## begin Given passage

# General Business Category > General Business Forum >  Advertising Litter

## derekjay

I would like to raise a topic that I'm sure irritates the crumbs out of any business owner who pays real money to advertise legally.

What I'm talking about are the guys that stick stickers, posters and other dirty looking advertising all over our streets, lamposts, road signs and even sometimes residential walls.

As best I understand, it is not exactly legal to plop your advert on the roadside, even if its temporary (such as these trailer advertisers) - http://africa.bizcommunity.com/Artic.../70/40771.html

Apart from the physical danger that some of these signs cause (blocking view of traffic, stuck over road signs, etc), they are a terrible litter to our neighbourhoods and make them look dirty.



What irritates me most is that the majority of us are paying top dollar to advertise in the correct places, legally, whilst these advertisers are getting away with low cost, illegal advertising that ultimately litters our cities.

As I see it, the only reason this advertising would continue to exist is because it works. People are calling the numbers they see on these pieces of litter and supporting the litterers. 

*I would like to ask anyone who agrees with me on this topic to please pledge not to support these advertisers.* Rather report the mess to 702's initiative (http://www.702.co.za/events/events/2...gflag/main.asp) or your local municipality. I'm not sure if civillians have the right to remove the signs as such...

----------


## Dave A

> As I see it, the only reason this advertising would continue to exist is because it works.

## end Given passage
## begin Items

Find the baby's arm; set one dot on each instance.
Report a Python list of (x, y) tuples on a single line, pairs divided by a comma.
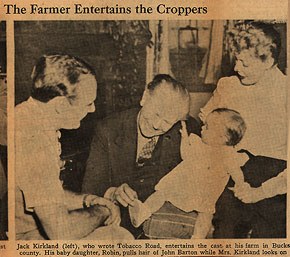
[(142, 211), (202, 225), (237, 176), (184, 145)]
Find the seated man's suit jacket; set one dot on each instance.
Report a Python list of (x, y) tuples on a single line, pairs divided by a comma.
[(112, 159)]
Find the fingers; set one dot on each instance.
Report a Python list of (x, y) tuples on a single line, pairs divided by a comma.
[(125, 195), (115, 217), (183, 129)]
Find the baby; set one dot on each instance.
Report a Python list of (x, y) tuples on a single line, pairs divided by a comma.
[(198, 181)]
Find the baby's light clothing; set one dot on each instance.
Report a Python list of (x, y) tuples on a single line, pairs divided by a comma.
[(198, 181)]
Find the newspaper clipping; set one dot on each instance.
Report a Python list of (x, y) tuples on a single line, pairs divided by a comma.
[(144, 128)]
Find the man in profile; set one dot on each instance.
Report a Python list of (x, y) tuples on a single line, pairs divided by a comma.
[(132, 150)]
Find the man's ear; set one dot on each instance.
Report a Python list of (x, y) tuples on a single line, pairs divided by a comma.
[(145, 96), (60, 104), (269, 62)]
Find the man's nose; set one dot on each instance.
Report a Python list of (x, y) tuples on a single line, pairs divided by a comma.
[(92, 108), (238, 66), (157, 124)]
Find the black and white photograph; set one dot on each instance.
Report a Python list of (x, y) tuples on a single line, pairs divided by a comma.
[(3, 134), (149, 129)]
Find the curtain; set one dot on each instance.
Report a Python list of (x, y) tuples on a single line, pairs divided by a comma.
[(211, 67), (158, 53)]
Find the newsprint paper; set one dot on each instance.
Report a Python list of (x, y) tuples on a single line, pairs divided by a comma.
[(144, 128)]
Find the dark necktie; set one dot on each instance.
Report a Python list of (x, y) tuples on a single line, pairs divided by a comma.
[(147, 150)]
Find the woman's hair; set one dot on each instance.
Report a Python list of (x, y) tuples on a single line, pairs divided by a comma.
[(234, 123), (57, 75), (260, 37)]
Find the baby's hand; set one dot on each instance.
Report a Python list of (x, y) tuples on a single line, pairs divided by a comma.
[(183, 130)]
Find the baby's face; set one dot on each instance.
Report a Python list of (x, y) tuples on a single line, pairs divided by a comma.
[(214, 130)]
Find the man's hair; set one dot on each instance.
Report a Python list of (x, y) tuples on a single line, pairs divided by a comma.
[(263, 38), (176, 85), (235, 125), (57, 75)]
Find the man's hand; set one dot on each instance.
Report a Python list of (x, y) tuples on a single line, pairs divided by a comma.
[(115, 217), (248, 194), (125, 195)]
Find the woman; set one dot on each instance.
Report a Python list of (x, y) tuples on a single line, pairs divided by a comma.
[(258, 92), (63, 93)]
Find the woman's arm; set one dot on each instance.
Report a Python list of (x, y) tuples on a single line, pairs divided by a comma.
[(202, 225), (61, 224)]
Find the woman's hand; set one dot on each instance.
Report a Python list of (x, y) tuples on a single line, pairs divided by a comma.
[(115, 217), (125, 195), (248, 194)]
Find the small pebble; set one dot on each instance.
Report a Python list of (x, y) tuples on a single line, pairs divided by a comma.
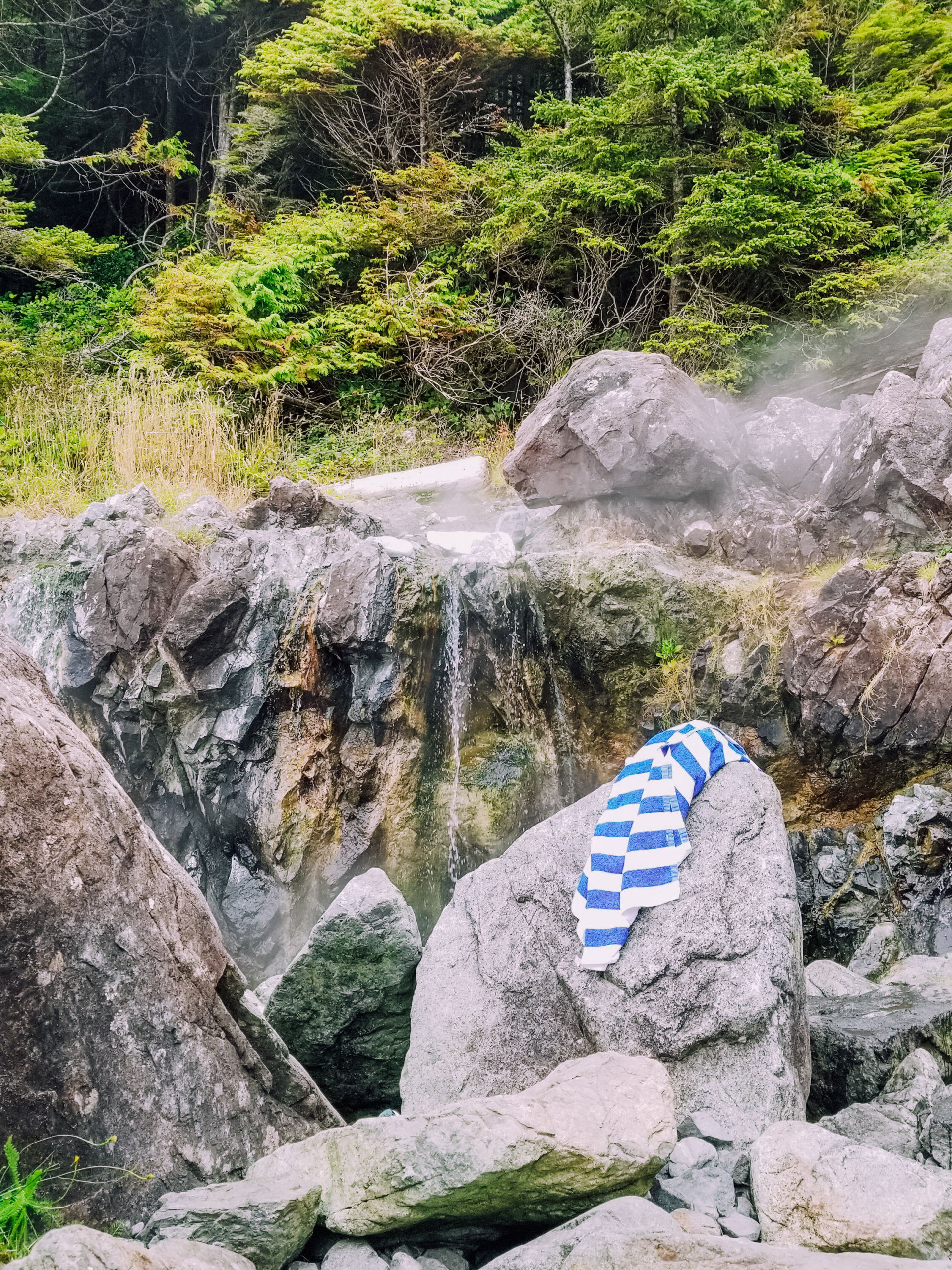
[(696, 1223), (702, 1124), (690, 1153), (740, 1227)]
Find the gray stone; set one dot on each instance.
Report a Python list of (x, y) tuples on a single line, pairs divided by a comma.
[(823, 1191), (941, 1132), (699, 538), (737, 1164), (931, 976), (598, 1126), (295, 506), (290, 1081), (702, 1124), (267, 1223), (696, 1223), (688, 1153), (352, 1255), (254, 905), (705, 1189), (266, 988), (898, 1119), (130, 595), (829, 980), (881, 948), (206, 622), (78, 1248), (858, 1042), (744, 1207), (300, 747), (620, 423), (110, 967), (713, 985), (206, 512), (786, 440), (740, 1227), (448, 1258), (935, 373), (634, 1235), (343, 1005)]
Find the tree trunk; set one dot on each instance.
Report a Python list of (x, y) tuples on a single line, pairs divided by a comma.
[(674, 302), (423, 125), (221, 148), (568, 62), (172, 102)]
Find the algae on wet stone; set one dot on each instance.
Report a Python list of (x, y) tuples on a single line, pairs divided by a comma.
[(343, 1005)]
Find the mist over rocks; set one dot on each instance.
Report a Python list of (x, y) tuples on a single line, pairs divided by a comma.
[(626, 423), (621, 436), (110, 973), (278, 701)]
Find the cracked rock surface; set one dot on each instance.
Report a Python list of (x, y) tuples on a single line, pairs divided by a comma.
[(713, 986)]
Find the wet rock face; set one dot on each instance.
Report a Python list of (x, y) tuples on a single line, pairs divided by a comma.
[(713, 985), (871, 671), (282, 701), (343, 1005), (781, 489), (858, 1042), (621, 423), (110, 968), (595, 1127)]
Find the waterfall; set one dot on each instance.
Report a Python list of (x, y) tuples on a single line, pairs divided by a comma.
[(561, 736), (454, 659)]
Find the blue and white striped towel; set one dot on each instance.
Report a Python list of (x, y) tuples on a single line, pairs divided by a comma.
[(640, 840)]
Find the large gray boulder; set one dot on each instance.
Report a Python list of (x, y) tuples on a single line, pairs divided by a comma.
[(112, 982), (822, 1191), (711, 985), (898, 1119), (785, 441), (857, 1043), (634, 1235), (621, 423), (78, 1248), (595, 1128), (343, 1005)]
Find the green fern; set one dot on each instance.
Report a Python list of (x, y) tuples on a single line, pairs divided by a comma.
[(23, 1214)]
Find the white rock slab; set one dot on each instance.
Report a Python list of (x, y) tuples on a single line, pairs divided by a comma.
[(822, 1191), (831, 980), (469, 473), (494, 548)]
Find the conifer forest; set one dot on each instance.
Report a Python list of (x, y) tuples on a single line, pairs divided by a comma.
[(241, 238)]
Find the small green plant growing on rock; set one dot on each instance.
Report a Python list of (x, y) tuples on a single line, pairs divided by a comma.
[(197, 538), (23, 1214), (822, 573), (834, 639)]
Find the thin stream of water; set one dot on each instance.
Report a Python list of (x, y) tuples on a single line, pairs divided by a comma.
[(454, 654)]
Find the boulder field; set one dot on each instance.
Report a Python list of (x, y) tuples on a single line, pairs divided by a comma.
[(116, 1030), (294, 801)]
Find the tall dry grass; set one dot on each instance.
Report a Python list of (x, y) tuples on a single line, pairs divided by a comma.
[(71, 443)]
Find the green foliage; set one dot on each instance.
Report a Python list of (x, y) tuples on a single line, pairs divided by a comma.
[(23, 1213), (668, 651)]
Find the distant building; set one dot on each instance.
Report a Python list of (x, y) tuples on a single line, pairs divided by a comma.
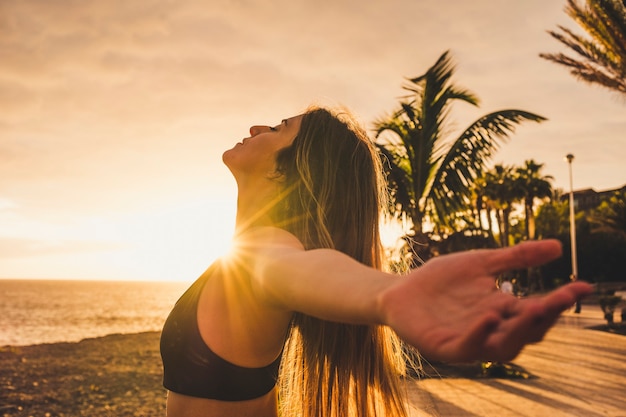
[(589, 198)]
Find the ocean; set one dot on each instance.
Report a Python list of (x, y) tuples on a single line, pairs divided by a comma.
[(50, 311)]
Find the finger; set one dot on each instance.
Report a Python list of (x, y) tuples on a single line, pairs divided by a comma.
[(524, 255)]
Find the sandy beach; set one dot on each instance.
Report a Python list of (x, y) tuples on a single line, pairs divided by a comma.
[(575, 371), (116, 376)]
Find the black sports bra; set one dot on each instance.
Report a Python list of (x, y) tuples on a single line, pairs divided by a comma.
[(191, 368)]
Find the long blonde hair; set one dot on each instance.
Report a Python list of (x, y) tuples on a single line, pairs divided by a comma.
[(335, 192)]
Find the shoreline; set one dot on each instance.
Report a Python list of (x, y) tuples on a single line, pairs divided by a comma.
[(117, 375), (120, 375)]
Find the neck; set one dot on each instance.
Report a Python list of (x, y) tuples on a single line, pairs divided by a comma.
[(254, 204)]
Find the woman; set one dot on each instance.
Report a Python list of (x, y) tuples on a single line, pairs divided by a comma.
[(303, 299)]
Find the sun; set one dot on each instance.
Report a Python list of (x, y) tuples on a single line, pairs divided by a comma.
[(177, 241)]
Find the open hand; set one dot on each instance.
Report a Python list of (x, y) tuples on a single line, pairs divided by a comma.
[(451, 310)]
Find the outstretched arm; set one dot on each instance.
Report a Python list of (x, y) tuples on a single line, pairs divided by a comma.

## end Items

(Challenge 1):
Answer these questions about the forum thread on advertising litter:
(a) What kinds of advertising does derekjay say are stuck on streets, lampposts and signs?
(b) What physical dangers does he say some of these signs cause?
(c) Where does he ask readers to report the mess?
(Challenge 2): Go on with the forum thread on advertising litter from where it stops.

(Exercise result 1):
(a) Stickers, posters and other dirty-looking advertising.
(b) They block the view of traffic and are stuck over road signs.
(c) To 702's initiative or to the local municipality.

(Exercise result 2):
Being dirt cheap certainly makes it easier to be cost effective  :Stick Out Tongue: 

However, in Durban our eThekwini municipality is pretty good about getting this signage taken down and issuing hefty fines (I believe they pursue the issue quite aggressively) - and it does seem to help.

How goes it in other parts of the country?

----------


## murdock

the scary thing is the amount of people using these people because they are a lot cheaper than your normal bussiness because they dont pay tax...and arent registered...no uif...paye...etc etc...then when the customer want to sell their house long tears because the plans are not pasted...electrical work not up to standard etc etc.

i am considering putting ads similar to see what response i get...buy myself an old scrap bakkie to quote and make like i work for a company...but price the same...people will just think they are getting a good deal...just think no invoice no tax no registration fees...cheap cheap :Big Grin:  

just think no worries about come backs because if the work is not up to standard there is no invoice...plus and added bonus you can ask for your money up front because of the cheap price you are offering...and people feel sorry for you so they pay you...and believe me it works...my debts where a less when i operated like this many years ago...while trying to get my life back on track.

----------


## derekjay

@ Dave - We suffer terribly up here in Johannesburg. Sandton is fairly well kept up, but most of the municipalities couldn't care less.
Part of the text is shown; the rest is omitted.